EXERCISE GOAL
Copy out the data from the line containing "Mark the innermost point of each instance of the dry twig" down to its final line, both ends included. Increase every x and y value in the answer coordinates by 67, and leave every other line, requests included, unchanged.

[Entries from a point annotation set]

--- START ---

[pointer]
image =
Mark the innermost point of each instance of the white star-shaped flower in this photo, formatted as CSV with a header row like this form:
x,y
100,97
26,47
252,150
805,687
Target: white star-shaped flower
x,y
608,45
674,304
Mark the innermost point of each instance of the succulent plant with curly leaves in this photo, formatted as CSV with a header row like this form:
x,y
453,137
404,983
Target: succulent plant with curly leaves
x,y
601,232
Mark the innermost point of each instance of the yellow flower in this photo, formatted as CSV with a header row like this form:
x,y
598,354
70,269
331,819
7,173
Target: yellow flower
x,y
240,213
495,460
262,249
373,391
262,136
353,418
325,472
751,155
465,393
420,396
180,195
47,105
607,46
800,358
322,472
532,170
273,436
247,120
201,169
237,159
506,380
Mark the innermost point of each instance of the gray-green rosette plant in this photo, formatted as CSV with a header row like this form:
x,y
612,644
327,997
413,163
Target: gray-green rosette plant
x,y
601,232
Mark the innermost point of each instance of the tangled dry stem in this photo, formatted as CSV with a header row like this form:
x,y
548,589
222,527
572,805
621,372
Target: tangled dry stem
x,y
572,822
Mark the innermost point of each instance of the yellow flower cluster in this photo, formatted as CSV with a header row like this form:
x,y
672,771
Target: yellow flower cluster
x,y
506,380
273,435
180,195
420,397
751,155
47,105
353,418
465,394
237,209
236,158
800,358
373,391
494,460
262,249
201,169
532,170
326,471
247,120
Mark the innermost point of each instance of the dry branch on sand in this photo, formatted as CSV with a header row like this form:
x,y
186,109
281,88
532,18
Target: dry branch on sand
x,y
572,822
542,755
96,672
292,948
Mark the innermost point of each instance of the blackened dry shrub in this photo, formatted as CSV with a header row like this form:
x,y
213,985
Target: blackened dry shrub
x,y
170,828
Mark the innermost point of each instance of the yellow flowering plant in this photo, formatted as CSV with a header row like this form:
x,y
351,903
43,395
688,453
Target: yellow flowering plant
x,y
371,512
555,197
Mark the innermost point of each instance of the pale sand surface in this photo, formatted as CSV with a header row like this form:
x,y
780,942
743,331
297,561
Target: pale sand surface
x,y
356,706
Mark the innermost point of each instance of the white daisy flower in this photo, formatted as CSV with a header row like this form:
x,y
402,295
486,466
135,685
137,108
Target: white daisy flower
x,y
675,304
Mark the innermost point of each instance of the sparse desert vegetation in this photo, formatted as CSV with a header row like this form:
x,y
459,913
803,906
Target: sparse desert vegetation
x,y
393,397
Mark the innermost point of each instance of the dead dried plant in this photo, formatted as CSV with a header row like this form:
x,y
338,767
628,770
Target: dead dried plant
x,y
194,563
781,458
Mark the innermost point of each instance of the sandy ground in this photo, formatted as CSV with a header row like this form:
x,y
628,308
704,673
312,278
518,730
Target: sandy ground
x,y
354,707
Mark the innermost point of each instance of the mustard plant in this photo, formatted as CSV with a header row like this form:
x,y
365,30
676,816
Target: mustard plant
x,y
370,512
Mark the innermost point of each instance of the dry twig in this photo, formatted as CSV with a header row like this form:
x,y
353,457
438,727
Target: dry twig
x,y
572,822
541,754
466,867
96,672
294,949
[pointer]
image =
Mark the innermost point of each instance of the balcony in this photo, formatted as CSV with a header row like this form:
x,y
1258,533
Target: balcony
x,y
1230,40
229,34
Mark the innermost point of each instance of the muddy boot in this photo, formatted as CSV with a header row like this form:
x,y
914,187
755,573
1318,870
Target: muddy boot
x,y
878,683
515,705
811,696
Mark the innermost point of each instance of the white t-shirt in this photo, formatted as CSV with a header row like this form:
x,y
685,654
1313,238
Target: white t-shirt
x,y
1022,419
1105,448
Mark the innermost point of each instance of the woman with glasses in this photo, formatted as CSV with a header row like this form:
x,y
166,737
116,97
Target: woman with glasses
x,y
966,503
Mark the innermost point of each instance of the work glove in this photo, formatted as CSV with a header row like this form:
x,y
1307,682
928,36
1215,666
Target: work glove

--- END ---

RIGHT ANSWER
Mark the innermost point of each instance of the dry twig in this photo, formatted as CSV with a header row like this form:
x,y
353,457
438,727
Target: dry twig
x,y
639,889
608,821
533,934
163,739
361,1016
[pointer]
image =
Mark the innermost point of each instance of the balcony in this photo, formatted as CSV with a header row like this form:
x,y
1258,533
Target: balcony
x,y
1297,107
296,101
Mark the innermost point of each instance of the muddy boot in this photo, formatted as CSV with a header row like this form:
x,y
914,187
755,573
1318,870
Target: muddy boot
x,y
945,750
582,772
878,763
Mark the innermost point of each instance of the white t-shirt in this photo, formatted as CSV with a header row like this form:
x,y
685,654
1313,238
Target: white t-shirt
x,y
1089,486
1172,515
Mark the innermost point of each instance of the woman with glasses in this photo, formatted as CSV with a header row like this form:
x,y
166,737
116,97
Target: woman with glasses
x,y
1033,570
Mark the innermost point of each instance of the work glove in this photo, formatted as CSV with a header row like this form:
x,y
1307,682
928,36
1215,666
Target: work glove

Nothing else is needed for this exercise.